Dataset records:
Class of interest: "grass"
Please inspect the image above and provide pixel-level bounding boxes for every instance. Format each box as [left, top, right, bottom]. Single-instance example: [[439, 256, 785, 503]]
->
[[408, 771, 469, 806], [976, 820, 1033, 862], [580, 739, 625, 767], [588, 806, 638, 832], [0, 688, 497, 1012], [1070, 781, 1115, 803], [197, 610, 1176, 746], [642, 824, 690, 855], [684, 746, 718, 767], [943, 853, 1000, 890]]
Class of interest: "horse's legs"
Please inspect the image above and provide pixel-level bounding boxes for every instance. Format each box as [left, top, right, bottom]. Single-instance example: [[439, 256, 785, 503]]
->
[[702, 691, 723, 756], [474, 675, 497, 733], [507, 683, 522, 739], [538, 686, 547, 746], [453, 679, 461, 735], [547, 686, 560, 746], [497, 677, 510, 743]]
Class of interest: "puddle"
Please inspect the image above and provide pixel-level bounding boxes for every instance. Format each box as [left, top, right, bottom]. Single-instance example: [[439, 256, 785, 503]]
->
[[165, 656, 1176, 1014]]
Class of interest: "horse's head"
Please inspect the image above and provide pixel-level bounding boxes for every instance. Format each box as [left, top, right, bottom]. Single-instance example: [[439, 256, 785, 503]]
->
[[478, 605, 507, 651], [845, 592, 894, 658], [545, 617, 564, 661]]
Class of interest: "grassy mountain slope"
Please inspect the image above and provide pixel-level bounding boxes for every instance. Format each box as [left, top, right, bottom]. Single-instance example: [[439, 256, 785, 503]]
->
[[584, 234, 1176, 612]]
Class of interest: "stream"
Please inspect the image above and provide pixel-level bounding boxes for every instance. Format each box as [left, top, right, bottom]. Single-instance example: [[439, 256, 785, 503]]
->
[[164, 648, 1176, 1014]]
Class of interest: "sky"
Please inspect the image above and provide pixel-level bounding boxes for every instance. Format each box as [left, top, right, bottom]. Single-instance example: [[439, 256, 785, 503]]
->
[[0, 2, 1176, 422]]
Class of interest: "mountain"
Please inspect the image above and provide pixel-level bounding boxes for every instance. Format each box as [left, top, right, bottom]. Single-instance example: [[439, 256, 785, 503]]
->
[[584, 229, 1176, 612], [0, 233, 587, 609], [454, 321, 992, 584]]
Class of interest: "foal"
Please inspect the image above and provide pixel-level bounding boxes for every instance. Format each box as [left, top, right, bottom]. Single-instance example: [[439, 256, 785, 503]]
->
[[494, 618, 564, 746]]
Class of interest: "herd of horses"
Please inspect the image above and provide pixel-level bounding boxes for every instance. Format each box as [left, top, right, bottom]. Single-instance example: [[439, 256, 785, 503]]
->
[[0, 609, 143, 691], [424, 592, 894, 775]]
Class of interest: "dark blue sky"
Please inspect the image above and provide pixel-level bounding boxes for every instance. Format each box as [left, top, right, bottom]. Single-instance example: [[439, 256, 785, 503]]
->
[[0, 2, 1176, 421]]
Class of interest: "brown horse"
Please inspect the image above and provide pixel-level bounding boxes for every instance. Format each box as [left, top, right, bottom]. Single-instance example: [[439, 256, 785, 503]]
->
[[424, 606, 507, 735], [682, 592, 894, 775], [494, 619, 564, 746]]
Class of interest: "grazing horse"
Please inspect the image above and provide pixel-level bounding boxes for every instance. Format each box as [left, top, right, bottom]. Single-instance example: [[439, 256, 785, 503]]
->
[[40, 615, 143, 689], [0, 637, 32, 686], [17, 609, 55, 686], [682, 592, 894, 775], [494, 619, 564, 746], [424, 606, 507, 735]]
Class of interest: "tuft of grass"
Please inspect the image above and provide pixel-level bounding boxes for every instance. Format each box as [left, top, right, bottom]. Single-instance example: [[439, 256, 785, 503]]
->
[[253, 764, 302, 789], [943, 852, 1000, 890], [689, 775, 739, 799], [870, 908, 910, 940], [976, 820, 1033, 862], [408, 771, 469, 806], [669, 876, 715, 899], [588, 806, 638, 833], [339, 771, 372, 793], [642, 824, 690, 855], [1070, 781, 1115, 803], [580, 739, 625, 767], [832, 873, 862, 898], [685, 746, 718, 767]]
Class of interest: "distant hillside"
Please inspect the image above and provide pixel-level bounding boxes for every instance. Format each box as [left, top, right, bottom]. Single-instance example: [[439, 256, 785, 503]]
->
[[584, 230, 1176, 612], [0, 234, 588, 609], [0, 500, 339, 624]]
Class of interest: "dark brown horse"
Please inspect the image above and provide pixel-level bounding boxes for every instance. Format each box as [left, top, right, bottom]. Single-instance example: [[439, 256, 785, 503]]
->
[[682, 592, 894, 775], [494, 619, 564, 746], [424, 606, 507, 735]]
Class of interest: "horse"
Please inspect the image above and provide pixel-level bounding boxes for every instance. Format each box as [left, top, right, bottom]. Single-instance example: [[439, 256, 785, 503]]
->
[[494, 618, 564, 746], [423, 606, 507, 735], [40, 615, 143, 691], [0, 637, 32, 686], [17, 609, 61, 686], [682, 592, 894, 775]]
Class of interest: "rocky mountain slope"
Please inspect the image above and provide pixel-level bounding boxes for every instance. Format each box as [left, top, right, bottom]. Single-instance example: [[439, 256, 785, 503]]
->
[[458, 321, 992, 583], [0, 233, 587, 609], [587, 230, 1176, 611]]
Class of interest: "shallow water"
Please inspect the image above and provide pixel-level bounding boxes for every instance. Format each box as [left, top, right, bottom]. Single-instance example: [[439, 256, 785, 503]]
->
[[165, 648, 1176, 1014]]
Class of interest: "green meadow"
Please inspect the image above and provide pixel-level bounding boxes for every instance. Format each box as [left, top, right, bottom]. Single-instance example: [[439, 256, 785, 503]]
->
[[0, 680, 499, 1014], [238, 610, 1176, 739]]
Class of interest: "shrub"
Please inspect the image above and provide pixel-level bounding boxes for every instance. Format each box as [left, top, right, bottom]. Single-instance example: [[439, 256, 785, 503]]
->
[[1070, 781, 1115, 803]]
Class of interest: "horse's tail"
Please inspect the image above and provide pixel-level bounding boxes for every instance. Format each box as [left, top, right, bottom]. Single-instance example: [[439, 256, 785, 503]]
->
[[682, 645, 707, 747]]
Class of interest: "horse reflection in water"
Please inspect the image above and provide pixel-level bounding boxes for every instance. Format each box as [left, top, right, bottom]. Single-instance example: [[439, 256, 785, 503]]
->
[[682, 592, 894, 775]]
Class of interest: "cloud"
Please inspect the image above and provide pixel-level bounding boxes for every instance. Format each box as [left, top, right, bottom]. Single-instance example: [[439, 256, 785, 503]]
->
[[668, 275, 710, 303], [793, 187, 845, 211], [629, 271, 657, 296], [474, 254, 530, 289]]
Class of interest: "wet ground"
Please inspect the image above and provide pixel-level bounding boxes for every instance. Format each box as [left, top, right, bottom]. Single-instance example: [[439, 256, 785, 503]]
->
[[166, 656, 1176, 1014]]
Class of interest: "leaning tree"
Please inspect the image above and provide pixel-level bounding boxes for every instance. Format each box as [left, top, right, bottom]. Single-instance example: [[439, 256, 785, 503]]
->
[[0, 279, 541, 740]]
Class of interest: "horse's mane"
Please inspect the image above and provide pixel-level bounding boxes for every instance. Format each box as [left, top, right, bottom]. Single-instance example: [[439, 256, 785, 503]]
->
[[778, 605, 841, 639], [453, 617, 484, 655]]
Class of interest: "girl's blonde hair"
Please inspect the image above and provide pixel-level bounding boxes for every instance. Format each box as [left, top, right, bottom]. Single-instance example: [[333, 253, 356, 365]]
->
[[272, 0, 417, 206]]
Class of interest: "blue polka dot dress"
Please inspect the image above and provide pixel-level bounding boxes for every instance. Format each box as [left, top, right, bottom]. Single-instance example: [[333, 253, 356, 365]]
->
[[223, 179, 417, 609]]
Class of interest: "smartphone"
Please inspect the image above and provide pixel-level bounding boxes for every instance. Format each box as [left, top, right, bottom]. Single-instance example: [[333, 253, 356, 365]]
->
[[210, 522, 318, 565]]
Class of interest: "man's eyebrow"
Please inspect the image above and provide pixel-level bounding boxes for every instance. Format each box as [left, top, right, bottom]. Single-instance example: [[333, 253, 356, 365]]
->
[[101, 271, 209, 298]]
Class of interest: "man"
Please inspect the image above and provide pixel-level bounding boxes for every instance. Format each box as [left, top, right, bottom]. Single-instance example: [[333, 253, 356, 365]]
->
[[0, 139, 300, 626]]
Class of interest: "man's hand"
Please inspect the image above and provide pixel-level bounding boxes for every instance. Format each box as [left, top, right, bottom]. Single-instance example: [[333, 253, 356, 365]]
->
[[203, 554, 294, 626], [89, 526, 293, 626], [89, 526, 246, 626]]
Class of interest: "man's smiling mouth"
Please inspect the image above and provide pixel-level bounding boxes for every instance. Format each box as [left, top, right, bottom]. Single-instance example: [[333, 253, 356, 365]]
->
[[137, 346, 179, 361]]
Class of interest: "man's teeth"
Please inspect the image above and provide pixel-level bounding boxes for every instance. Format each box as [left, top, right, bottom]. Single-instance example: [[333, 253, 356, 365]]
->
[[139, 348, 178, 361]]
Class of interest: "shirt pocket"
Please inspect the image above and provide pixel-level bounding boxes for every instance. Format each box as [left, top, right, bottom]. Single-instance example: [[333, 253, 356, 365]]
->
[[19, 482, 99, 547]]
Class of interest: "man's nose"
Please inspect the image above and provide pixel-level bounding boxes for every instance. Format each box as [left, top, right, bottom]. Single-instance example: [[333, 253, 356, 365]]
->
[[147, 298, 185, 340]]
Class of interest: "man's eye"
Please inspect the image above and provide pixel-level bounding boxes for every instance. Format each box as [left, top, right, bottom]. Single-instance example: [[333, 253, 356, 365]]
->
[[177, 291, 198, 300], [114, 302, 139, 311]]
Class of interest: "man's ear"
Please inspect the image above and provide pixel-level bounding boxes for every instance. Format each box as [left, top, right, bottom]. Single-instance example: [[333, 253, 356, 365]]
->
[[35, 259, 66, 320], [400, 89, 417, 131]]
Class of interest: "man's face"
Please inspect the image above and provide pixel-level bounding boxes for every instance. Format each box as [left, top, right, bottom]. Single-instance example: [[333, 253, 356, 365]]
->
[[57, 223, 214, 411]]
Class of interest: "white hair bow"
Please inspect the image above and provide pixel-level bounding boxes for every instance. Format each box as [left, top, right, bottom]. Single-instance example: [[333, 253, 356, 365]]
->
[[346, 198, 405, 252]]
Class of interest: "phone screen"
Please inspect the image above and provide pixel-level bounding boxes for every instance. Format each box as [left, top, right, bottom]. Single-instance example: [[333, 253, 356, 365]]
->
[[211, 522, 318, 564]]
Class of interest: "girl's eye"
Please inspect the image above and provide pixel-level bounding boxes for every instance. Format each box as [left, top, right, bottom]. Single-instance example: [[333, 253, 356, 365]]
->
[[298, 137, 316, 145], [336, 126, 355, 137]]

▶ What this task involves: List every line in the listing above that contains the string "hair". Case counts.

▶ Response to the task:
Class of interest: "girl's blonde hair"
Class of interest: "white hair bow"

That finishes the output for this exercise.